» **Try it**:
Scan the entries for lines with "audit" and say how many there are, with nothing more.

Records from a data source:
= Beginning of Section =

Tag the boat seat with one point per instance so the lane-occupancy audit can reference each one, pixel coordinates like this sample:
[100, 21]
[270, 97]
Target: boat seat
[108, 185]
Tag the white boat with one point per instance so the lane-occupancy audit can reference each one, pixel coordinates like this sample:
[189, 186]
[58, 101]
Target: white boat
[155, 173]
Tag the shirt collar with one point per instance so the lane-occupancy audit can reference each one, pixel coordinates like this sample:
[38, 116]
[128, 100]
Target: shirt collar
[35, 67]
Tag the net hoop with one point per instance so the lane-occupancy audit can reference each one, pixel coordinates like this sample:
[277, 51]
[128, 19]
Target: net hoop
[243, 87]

= End of Section =
= Beginning of Section =

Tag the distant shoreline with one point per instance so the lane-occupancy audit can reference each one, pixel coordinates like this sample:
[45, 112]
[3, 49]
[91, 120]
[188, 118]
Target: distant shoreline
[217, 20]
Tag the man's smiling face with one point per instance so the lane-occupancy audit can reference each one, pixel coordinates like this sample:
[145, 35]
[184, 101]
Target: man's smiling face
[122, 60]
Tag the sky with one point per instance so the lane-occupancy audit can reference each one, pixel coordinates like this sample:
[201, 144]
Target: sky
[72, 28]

= End of Section =
= Beginning of Section =

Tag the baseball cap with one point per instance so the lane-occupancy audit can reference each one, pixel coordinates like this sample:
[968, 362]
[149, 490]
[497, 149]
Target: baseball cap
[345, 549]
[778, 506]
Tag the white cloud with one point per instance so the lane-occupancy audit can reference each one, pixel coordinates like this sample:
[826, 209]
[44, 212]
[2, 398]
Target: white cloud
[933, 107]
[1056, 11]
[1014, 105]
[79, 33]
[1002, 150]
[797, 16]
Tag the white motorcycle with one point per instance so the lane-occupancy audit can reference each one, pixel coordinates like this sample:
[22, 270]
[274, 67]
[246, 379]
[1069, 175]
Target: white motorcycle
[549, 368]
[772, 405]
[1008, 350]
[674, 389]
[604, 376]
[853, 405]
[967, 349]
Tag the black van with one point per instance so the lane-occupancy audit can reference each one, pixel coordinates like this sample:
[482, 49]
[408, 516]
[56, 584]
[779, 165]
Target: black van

= End of Section =

» **Task answer**:
11